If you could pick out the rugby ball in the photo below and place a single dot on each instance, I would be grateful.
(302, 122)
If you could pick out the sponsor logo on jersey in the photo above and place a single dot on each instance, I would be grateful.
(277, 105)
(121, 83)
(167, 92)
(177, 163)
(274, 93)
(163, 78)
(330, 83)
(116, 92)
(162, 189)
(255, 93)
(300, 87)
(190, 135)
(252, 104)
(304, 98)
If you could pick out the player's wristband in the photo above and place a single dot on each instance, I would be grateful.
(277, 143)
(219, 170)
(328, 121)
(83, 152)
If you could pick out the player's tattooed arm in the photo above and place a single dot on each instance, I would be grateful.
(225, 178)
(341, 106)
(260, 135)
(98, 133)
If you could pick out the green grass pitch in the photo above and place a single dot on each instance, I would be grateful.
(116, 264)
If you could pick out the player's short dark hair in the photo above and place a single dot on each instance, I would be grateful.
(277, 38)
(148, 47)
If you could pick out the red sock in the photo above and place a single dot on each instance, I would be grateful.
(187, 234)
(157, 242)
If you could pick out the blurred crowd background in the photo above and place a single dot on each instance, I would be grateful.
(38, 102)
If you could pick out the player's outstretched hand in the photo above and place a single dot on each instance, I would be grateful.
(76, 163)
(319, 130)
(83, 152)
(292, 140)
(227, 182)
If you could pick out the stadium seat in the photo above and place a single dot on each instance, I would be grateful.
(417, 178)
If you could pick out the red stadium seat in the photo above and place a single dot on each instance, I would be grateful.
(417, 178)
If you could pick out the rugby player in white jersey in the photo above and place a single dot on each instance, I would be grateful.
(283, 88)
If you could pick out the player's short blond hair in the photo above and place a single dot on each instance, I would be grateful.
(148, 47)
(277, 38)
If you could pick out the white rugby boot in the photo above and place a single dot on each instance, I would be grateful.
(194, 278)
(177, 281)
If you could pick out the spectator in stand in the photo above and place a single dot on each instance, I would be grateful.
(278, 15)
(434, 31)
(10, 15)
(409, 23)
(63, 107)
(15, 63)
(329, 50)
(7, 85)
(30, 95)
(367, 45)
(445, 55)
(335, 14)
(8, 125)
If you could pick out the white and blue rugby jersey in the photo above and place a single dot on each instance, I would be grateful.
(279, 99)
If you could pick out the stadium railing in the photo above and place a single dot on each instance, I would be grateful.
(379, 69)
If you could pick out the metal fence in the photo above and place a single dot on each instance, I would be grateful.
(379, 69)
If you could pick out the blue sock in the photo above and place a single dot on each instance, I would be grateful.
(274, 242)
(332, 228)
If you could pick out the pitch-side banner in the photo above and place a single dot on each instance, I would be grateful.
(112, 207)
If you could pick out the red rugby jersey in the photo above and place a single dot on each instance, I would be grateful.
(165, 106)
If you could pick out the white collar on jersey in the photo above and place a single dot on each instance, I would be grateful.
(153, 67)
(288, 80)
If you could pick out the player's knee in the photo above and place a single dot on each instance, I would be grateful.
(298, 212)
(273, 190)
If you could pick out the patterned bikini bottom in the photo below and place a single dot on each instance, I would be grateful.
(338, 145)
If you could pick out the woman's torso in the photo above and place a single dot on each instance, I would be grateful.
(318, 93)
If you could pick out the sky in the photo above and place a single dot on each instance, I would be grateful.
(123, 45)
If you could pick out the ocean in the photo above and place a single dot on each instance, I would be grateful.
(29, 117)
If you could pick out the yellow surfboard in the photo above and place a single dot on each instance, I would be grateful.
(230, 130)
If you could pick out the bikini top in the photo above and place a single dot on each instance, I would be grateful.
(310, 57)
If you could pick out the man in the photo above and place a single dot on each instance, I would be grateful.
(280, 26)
====
(ACTIVITY)
Print the data above exactly as it reads.

(OUTPUT BELOW)
If you could pick out the rugby ball in the photo below and place a single dot on each instance, I would be grateful.
(302, 122)
If you could pick out the sponsor logo on jersey in the photo above and place a single dot on each instance, I would be grateful.
(277, 105)
(121, 83)
(167, 92)
(177, 163)
(274, 93)
(163, 78)
(330, 83)
(116, 92)
(162, 189)
(255, 93)
(300, 87)
(190, 135)
(252, 104)
(304, 98)
If you could pick out the player's wristband in the photo above and place a single dot on each instance, I would be grateful.
(277, 143)
(219, 170)
(328, 121)
(83, 152)
If you could pick out the player's tattooed arm in the photo above and place a single dot on each instance, I would be grateful.
(225, 178)
(341, 106)
(260, 135)
(98, 133)
If you could pick out the green grass pitch in the photo above and place a single dot on each instance, I would be grateful.
(116, 264)
If you could pick out the player's short dark hair in the photo above and place a single dot on each instance, I would be grateful.
(277, 38)
(148, 47)
If you could pick out the red sock in the photo above and place a single dot on each instance, I would be grateful.
(187, 234)
(157, 242)
If you could pick out the blurred crowd background in the photo above and place a single dot on each instance, I would be grateful.
(38, 102)
If you could pick out the player's outstretched hand in the photo above and place a single dot on each instance, I would be grateful.
(76, 163)
(319, 130)
(83, 152)
(292, 140)
(227, 182)
If you could pick out the stadium seat in the photo above and place a single dot on each instance, I would be grateful.
(417, 178)
If you could pick out the red stadium seat in the photo above and place a single dot on each instance, I would be grateful.
(417, 178)
If you could pick out the rugby player in white jersey in the photo above and place a single dot on each instance, I would be grateful.
(283, 88)
If you could pick out the player's short blond hair in the photo above and place a single dot on each instance, I would be grateful.
(148, 47)
(277, 38)
If you could pick out the white rugby boot in the photo above and place a single dot on each instance, I would be grateful.
(194, 278)
(177, 281)
If you could pick out the spectator in stand in the photo above and place a single dot on each instance, I would be grateful.
(278, 15)
(434, 31)
(10, 15)
(409, 23)
(63, 107)
(15, 63)
(329, 50)
(7, 85)
(30, 95)
(367, 45)
(445, 55)
(335, 14)
(8, 125)
If you could pick out the white and blue rugby jersey in the photo above and place a single dot on each instance, I would be grateful.
(279, 99)
If you could pick out the stadium railing in the photo above and place a single dot on each instance, I would be grateful.
(379, 69)
If you could pick out the metal fence in the photo above and place a single dot on each instance, I would be grateful.
(379, 69)
If you could pick out the blue sock in the photo above and place a single dot on each instance, I would be grateful.
(274, 242)
(332, 228)
If you could pick out the pitch-side banner in the photo above and place a single dot on each instance, I would be grateful.
(112, 207)
If you could pick out the red rugby jersey in the photo above and place a single dot on each instance, I would be grateful.
(165, 106)
If you could pick out the white collar on jersey in the photo above and place a single dot on each instance, I would be grateful.
(153, 67)
(288, 80)
If you could pick out the player's knee in the photo above and place a single dot on each instance, I would be grateful.
(298, 212)
(273, 190)
If you could pick out the patterned bikini bottom in the photo below and place a single dot on each instance, I would be grateful.
(338, 145)
If you could pick out the woman's torso in the photo above and place a single dot on each instance, I would be grateful.
(318, 93)
If you could pick out the sky in the photo above and place a single dot on each instance, I would be grateful.
(123, 45)
If you could pick out the ocean in the photo above and place a single dot on each instance, I would be grateful.
(29, 117)
If you could pick out the yellow surfboard in the photo above and place a single dot on each instance, I would be grateful.
(230, 130)
If you could pick out the bikini top in the photo above and place a single dot on each instance, I would be grateful.
(310, 57)
If you could pick out the man in the photo above and place a single dot on each instance, I would be grateful.
(280, 26)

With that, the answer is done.